INSTRUCTIONS FOR THE TASK -
In the feedback comment, what does the writer argue is the real distinction in warfare?

Anyway, you're referencing Bush, right? When he declared the 'War on Terror'? And then 'let he who is without sin cast the first stone' is Jesus?

I mention these because I think the lack of context here is undermining your arguments. Maybe this is more a consequence of my personal view, which is deeply colored by reading UK-based news sites (and avoiding the American ones like some kind of unpatriotic berk), but I kept stopping to be like, 'what about x instance where this and that happened.' And while I live in the US and assumed this is primarily supposed to be about the US, there are many countries which are experiencing the effects of terrorism more personally than we ever have, and I think their view of terrorism not as an abstract and predominantly media experience, but rather as something that stops them from sending their daughters to school or whatever, has to be considered as long as terminology is kept vague.

From a writing perspective, that's all I had. I would like to see more emphasis on the thesis considering specific examples.

That said, I couldn't resist responding to the actual thing....

As far as the warfare goes, I would argue that the real distinction is urban vs trench warfare - this is moving even beyond attrition into a very grey zone where civilian lives are now at the greatest risk, but I don't know if you can argue this as a consequence of fighting the nebulous concept of terror. At some point in the distant past we would've lined up our phalanxes in a designated field and creamed our panties the second the Spartans put their combs down.

Have you read up on attempts to study radicalization? I didn't get a sense of that here but I think it woudl do a lot to inform solutions to dealing with the fear within ourselves - which I know is a common criticism of nonfiction but nevertheless a valuable one: while a problem is noted, a clear solution is rarely outlined.

Stored items:
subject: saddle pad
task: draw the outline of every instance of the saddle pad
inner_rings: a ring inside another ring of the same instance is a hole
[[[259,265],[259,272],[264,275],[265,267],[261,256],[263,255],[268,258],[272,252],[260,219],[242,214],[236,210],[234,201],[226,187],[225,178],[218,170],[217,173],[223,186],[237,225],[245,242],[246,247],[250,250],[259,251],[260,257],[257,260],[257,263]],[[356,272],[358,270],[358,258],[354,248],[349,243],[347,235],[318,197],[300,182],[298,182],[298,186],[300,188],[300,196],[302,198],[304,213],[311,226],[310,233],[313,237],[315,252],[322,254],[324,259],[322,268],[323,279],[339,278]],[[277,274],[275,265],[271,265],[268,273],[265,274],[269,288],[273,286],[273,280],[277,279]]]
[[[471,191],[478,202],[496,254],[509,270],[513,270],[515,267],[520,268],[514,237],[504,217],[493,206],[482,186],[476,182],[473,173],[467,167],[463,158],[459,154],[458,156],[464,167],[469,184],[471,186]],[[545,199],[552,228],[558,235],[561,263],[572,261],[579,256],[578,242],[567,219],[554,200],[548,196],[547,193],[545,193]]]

EXERCISE RESULT -
The distinction between urban and trench warfare.